Kutipan Dokumen:

Banyak kalangan bahkan mulai mengalkulasi
resep apa yang akan digunakan Presiden Jokowi untuk mengakselerasi
pembangunan nasional sepanjang enam bulan ke depan. Pemerintah pernah
menjanjikan pemberian stimulus ekonomi untuk mendongkrak daya beli
masyarakat. Sayangnya, stimulus itu masih berstatus janji yang tak diketahui
kapan akan dipenuhi.
Tidak berlebihan untuk
mengatakan bahwa Presiden Jokowi dan para menteri sedang menghadapi perjudian
besar yang cukup berbahaya. Dengan harga kebutuhan pokok yang semakin mahal,
beban rakyat jelas menjadi sangat berat. Rakyat mungkin tidak mampu lagi
untuk memenuhi ajakan Presiden melalui masa-masa sulit sekarang ini. Maka,
patut bagi Presiden memperhitungkan manakala daya tahan rakyat tak mampu lagi
memberi toleransi.

Soal untuk Dikerjakan:
(1) Dalam kutipan tentang kebijakan ekonomi Presiden Jokowi, apa yang pernah dijanjikan pemerintah untuk mendongkrak daya beli masyarakat?
(2) Lanjutkan kutipan tentang kebijakan ekonomi Presiden Jokowi mulai dari kalimat terakhirnya.

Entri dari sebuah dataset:
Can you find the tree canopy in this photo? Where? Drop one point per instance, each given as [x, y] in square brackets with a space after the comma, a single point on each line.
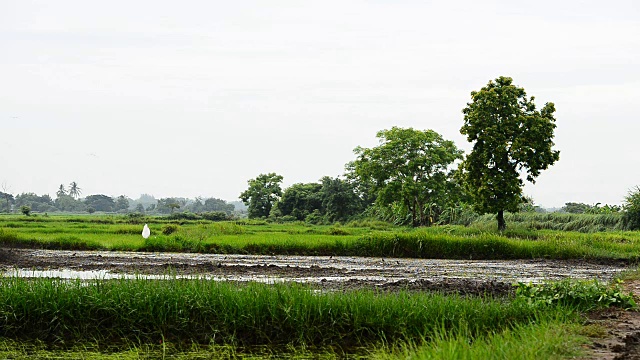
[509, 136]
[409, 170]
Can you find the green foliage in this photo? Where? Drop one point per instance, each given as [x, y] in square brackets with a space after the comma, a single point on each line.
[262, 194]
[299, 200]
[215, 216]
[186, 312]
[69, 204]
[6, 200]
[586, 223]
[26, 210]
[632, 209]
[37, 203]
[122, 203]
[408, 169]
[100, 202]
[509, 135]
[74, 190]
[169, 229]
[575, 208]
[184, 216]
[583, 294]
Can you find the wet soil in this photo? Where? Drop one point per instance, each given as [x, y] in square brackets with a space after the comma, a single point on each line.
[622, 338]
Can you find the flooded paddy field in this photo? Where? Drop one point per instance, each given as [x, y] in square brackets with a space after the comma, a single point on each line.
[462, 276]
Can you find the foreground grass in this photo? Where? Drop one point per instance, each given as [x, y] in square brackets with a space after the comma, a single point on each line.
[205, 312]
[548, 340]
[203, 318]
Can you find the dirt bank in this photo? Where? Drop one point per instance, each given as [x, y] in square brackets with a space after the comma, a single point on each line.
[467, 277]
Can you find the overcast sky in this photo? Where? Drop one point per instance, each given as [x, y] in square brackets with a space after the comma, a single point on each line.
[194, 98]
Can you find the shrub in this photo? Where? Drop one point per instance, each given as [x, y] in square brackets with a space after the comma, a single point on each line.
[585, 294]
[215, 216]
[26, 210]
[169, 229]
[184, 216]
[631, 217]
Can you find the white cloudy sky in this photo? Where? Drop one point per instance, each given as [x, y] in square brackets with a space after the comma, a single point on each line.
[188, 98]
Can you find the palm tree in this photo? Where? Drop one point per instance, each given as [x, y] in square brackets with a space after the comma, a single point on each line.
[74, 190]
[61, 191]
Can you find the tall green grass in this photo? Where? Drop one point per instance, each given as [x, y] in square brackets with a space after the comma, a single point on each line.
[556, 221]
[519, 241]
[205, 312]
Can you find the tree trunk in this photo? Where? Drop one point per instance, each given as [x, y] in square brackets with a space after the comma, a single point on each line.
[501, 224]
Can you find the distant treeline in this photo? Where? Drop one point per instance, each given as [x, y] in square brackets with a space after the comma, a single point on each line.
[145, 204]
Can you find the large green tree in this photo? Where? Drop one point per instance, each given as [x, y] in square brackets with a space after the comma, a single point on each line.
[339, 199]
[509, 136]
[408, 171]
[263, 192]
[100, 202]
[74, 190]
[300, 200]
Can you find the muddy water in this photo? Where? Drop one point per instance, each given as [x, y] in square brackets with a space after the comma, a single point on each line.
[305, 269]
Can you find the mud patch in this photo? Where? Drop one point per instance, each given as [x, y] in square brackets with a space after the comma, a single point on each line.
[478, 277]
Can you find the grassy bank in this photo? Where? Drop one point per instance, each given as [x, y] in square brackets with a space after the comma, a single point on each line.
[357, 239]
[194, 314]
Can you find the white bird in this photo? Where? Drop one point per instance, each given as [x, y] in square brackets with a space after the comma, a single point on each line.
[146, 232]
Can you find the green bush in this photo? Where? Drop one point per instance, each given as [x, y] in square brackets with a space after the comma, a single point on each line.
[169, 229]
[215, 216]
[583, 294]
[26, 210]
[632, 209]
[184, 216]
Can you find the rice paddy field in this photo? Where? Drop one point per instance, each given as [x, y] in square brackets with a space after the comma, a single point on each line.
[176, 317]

Jawaban Berurutan:
(1) Pemberian stimulus ekonomi.

(2)
Perjudian berikutnya
adalah pengelolaan APBN 2015. Kalau penyerapan anggaran hingga akhir tahun
jauh dari persentase yang ideal, Presiden Jokowi dan Kabinet Kerja akan dinilai
tidak kompeten dan tidak kapabel. Alih-alih optimisme, pemerintahan ini hanya
memunculkan pesimisme.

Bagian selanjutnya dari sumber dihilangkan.